▶ [ABOUT THIS TASK]:
Once the pictures are set aside, output all the records exactly.

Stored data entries

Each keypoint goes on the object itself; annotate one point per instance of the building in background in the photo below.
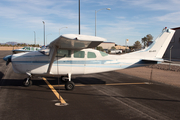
(107, 45)
(121, 47)
(175, 42)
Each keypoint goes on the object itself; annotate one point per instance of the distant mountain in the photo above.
(12, 43)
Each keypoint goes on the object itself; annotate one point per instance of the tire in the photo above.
(64, 79)
(69, 85)
(27, 83)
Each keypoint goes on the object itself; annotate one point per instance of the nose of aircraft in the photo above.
(7, 59)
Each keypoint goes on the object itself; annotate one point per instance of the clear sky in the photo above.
(127, 19)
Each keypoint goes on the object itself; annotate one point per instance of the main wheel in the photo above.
(27, 82)
(69, 85)
(64, 79)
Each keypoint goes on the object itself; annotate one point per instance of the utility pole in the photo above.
(44, 32)
(79, 17)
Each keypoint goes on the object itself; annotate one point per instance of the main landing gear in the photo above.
(27, 81)
(69, 85)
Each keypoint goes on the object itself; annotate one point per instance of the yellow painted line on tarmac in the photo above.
(54, 91)
(110, 84)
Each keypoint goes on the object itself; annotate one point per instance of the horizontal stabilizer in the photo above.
(154, 59)
(74, 41)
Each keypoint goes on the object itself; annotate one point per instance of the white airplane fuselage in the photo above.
(38, 63)
(60, 61)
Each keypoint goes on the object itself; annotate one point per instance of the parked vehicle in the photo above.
(116, 51)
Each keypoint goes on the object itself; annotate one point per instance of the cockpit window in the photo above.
(45, 50)
(103, 53)
(63, 53)
(91, 55)
(79, 54)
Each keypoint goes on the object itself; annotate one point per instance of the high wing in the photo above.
(75, 41)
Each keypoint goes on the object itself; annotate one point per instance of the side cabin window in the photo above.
(91, 55)
(79, 54)
(63, 53)
(28, 48)
(103, 53)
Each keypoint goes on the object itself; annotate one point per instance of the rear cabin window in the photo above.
(103, 53)
(63, 53)
(79, 54)
(91, 55)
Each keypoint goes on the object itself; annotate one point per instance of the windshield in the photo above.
(45, 50)
(103, 53)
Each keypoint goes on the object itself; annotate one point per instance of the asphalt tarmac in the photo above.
(102, 96)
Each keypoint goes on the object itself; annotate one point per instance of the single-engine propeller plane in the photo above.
(71, 54)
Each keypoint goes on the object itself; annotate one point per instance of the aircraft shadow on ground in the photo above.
(52, 81)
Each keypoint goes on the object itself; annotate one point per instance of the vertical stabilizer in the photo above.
(159, 46)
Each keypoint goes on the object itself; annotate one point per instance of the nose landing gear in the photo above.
(69, 85)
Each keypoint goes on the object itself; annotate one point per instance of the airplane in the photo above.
(72, 54)
(26, 49)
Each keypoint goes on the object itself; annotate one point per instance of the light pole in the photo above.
(95, 16)
(34, 38)
(46, 37)
(44, 32)
(170, 58)
(61, 28)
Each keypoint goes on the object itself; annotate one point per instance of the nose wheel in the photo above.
(69, 85)
(27, 82)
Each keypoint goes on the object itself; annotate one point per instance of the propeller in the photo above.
(7, 59)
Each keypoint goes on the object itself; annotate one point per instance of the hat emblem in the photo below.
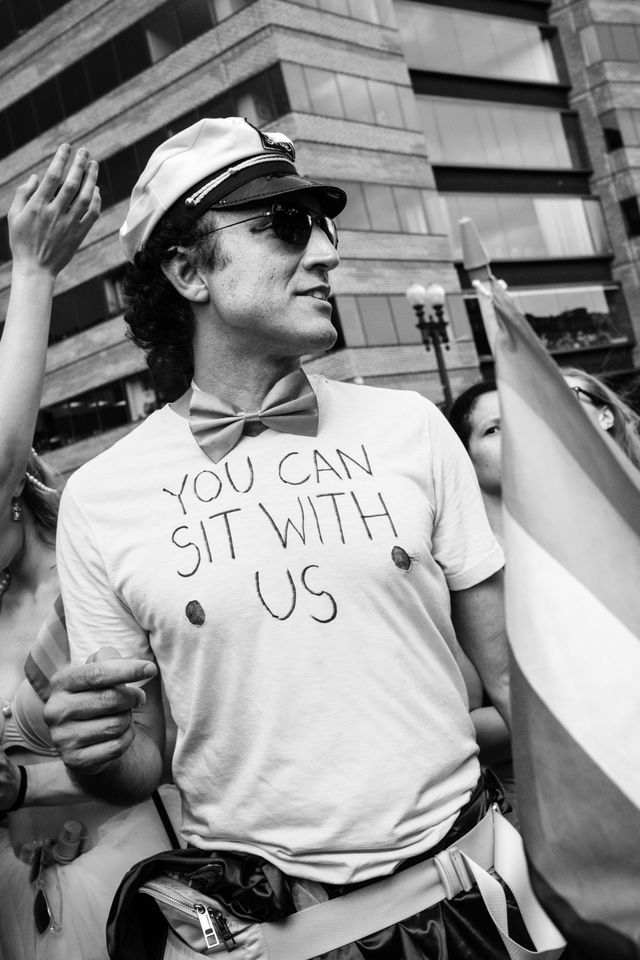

▶ [ANSWER BOX]:
Each keypoint goes on the object itself; annotate one point per instance of the building in background in the photo below.
(107, 45)
(121, 47)
(175, 42)
Each keypoint goes on the object itself; annotate one point per instance of the distant mountain in the photo above.
(12, 43)
Each keypoint goes on the object itself; annotate one point per instance of the tire in the photo above.
(64, 79)
(69, 85)
(27, 83)
Each keypoint goes on the object itself; annotate one point per instance of the nose of aircraft in the photo above.
(7, 59)
Each keypoint goes on the object itself; annotate one point per instance of the clear sky in the photo above.
(127, 19)
Each keypoint goes on the object itself; annotate one point per instance of the main wheel in the photo above.
(27, 82)
(69, 85)
(64, 79)
Each keypoint goes on the object itself; annotate one point per instance of the utility pole in the photo above.
(44, 32)
(79, 17)
Each keypoint goes on the object itself; annotate one point per instance of the main landing gear in the photo above.
(27, 81)
(69, 85)
Each keypoint goes on the object itself; annotate one point per instance of the yellow painted line on tarmac in the photo above.
(54, 91)
(110, 84)
Each keypoint goes on the object itself; annotate one point per instance of the horizontal stabilizer in the photo above.
(154, 59)
(74, 41)
Each keypoint goes on the object itself; annotate one point per instance of the white airplane fuselage in the photo above.
(38, 63)
(60, 61)
Each keypoint goes on the object itself; annotate one point per instance of the parked vehicle in the photo above.
(116, 51)
Each keypoint goes on the object itself; annotate one point per instance of the cockpit window in the photo above.
(45, 50)
(103, 53)
(63, 53)
(91, 55)
(79, 54)
Each keypoint goes on the object itself; annotate one point per instance of the high wing in the photo above.
(75, 41)
Each keypoint goes on the object itself; annotate one point per instance of the side cabin window in the photo above.
(91, 55)
(79, 54)
(63, 53)
(28, 48)
(103, 53)
Each keypoint goes on the object itself; annotate one point per instance of the rear cabin window in the photo above.
(103, 53)
(63, 53)
(79, 54)
(91, 55)
Each keypoint goes on the object itself; annotate one point per instance of the windshield in the photo above.
(45, 50)
(103, 53)
Each keypoint goes on the object itself; annotate one point per instance of the asphalt tarmac in the photo above.
(102, 96)
Each keypoint goes on the object itself; annotate one point per instance of the single-engine propeller plane in the photo above.
(71, 54)
Each keypoint goes on the object itself; annotate one point per instance of the aircraft shadow on ground in the photo above.
(52, 81)
Each keypoint goes on the object itself; annotate one point per instance of the vertical stabilizer in the photo above.
(159, 46)
Each keypoint goes on the object itself; annotate one point per instance of the nose landing gear in the photo above.
(69, 85)
Each keypoint goes on the object itself; annotate one point per instance of the airplane in the photo above.
(72, 54)
(26, 49)
Each keypoint goes on the object itself; annotate one point per instance of the light pole in the photo above.
(95, 16)
(34, 38)
(46, 37)
(44, 32)
(170, 58)
(61, 28)
Each keypoint goes on the object itself; annotate one point per instance of the nose wheel in the photo above.
(69, 85)
(27, 82)
Each keypoint goes on the object itself; annotate one point per instance of the propeller in the photo above.
(7, 59)
Each keypoint goes on the object itself; annotate one point per instance of the hat emblem in the photo below.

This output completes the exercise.